[WHAT TO WORK ON]
Repeat the lines below exactly as written, please, from the line with "[locate] tree trunk" to the line with "[locate] red stripe", both lines included, and no others.

[THE INPUT]
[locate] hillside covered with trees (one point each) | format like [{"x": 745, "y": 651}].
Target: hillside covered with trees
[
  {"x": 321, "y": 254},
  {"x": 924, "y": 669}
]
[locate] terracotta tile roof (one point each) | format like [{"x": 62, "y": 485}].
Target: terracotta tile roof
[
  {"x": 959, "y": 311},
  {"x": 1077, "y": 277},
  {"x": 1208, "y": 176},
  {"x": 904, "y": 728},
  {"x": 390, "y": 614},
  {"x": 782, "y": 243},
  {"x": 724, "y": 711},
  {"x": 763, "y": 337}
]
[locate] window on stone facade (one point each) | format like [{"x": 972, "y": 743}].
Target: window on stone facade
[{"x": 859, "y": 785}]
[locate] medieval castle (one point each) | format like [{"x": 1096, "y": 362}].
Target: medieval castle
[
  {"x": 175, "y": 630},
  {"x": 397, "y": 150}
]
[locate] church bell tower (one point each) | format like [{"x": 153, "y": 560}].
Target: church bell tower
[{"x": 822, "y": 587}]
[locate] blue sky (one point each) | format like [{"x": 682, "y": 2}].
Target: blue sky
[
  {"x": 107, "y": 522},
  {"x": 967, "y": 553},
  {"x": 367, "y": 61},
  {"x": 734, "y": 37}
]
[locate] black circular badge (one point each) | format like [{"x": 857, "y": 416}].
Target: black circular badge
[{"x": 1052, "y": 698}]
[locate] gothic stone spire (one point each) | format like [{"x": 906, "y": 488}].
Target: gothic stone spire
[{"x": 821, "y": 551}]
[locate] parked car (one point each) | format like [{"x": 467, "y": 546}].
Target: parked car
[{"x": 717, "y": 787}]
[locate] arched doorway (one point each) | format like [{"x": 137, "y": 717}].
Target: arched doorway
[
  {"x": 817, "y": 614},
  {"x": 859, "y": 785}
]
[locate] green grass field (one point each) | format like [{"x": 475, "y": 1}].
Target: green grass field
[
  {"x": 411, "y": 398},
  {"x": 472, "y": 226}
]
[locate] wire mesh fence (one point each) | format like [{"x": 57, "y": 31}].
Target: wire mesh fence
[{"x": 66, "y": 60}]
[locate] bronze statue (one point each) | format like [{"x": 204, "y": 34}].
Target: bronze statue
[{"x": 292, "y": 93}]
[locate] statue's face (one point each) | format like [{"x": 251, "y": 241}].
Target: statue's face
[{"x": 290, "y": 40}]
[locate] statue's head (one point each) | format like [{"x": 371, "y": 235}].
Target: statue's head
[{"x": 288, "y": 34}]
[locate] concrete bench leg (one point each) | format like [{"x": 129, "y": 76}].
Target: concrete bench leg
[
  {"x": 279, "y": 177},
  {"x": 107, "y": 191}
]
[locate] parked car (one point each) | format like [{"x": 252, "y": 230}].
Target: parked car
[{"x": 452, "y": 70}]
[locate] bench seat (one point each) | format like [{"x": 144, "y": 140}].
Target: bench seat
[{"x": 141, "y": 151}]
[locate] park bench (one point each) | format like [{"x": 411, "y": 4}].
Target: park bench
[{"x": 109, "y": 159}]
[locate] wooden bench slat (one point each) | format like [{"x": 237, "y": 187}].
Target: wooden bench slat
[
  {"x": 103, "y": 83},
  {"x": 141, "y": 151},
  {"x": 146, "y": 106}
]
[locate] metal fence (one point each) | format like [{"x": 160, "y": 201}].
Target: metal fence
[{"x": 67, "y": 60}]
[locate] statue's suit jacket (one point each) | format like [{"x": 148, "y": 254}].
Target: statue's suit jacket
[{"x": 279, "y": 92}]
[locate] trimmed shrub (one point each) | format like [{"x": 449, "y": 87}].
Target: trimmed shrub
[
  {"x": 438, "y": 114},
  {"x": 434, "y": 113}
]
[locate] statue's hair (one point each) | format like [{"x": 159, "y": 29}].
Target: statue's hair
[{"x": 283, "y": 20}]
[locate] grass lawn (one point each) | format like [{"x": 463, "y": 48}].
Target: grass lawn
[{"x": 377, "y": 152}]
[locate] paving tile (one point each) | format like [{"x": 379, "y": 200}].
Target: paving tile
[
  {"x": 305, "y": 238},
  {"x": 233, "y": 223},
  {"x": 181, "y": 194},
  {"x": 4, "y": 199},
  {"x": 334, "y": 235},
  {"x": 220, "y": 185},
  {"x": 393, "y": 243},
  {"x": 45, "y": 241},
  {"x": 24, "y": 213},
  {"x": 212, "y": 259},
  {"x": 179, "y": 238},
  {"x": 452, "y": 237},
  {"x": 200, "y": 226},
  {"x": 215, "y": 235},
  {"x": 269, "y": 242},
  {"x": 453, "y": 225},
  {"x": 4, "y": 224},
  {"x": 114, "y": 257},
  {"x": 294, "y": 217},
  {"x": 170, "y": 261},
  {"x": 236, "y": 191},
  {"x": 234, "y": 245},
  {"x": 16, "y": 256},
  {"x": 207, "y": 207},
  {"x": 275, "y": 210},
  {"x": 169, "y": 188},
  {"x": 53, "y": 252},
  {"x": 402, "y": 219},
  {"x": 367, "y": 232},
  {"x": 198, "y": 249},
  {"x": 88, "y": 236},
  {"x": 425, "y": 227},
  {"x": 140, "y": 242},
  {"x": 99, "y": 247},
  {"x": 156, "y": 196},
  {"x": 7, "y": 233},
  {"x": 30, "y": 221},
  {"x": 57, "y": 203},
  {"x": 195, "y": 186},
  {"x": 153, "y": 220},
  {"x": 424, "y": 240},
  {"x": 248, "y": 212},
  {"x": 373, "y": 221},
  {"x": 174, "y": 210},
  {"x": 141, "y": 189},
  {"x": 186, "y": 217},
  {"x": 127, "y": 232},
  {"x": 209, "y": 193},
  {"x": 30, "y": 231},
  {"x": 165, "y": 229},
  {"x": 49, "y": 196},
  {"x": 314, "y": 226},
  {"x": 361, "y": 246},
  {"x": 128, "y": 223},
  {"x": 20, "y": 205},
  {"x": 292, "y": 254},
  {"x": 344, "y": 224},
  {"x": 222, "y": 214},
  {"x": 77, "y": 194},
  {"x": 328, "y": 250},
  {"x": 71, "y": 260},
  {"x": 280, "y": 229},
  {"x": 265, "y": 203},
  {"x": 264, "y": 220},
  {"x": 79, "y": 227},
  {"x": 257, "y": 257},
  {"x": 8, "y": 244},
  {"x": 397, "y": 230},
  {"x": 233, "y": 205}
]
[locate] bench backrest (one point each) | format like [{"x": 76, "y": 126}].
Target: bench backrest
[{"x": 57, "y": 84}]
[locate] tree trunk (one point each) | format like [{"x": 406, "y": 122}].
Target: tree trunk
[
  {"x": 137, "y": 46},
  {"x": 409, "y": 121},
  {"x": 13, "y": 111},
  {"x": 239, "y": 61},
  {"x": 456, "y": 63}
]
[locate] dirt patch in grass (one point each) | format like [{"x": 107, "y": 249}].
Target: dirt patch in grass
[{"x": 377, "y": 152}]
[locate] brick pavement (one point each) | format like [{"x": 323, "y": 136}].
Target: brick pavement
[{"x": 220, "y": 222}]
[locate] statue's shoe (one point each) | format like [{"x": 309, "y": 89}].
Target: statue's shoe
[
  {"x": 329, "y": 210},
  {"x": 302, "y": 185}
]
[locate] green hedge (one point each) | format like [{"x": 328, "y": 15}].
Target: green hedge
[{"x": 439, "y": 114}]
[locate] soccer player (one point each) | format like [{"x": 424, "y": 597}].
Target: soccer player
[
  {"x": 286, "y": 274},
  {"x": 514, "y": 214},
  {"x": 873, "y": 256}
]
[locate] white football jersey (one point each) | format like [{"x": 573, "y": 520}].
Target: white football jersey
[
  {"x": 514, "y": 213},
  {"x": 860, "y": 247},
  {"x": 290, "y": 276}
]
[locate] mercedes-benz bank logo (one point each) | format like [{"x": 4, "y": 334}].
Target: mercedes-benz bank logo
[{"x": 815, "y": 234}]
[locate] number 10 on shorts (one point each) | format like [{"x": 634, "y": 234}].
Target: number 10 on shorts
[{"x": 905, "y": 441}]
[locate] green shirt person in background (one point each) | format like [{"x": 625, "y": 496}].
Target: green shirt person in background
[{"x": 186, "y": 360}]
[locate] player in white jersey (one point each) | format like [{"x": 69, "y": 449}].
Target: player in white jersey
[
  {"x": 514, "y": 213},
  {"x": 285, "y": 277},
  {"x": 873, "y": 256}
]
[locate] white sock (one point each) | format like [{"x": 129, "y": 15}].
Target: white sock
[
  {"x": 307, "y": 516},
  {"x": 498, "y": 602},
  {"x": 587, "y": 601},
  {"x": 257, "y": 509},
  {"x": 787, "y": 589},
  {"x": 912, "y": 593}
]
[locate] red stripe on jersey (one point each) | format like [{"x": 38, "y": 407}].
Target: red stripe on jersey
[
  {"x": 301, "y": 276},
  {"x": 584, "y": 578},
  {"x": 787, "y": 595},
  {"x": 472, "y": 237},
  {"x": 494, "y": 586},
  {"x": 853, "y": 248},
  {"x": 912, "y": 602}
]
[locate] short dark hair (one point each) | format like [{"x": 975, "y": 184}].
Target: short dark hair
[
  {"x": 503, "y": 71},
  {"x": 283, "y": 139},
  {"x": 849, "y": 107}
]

[RESPONSE]
[locate] tree trunk (one point each) | format like [{"x": 406, "y": 122}].
Target: tree trunk
[
  {"x": 137, "y": 46},
  {"x": 409, "y": 121},
  {"x": 13, "y": 111},
  {"x": 239, "y": 61},
  {"x": 456, "y": 63}
]
[locate] dirt patch in grass (one point each) | format like [{"x": 107, "y": 249}].
Target: dirt patch in grass
[{"x": 377, "y": 152}]
[locate] brick pavement (one point each) | format like [{"x": 323, "y": 136}].
Target: brick pavement
[{"x": 220, "y": 222}]
[locate] statue's shoe (one point each) | format like [{"x": 309, "y": 89}].
Target: statue's shoe
[
  {"x": 329, "y": 210},
  {"x": 302, "y": 185}
]
[locate] green hedge (one point each) | format like [{"x": 328, "y": 15}].
Target: green hedge
[{"x": 439, "y": 114}]
[locate] soccer player (one point each) | format like [{"x": 424, "y": 597}].
Target: soccer player
[
  {"x": 286, "y": 274},
  {"x": 514, "y": 214},
  {"x": 873, "y": 256}
]
[locate] white football jersey (one point each) | format like [{"x": 573, "y": 520}].
Target: white football jersey
[
  {"x": 514, "y": 213},
  {"x": 860, "y": 247},
  {"x": 290, "y": 276}
]
[locate] mercedes-benz bank logo (one point each) | format like [{"x": 4, "y": 334}].
Target: mercedes-benz bank logo
[{"x": 815, "y": 234}]
[locate] number 10 on shorts (one point each) | format like [{"x": 634, "y": 234}].
Target: number 10 on shorts
[{"x": 905, "y": 441}]
[locate] green shirt person in background (one point each) | format like [{"x": 625, "y": 496}].
Target: green shirt person in background
[{"x": 186, "y": 360}]
[locate] player in white jersey (one point each) | format like [{"x": 69, "y": 449}].
Target: player in white jersey
[
  {"x": 514, "y": 213},
  {"x": 285, "y": 277},
  {"x": 873, "y": 256}
]
[locate] white sock (one point each) | format like [{"x": 129, "y": 15}].
Target: white sock
[
  {"x": 307, "y": 516},
  {"x": 498, "y": 602},
  {"x": 587, "y": 601},
  {"x": 257, "y": 509},
  {"x": 787, "y": 589},
  {"x": 912, "y": 593}
]
[locate] red stripe on jersey (one point each) | format like [{"x": 38, "y": 407}].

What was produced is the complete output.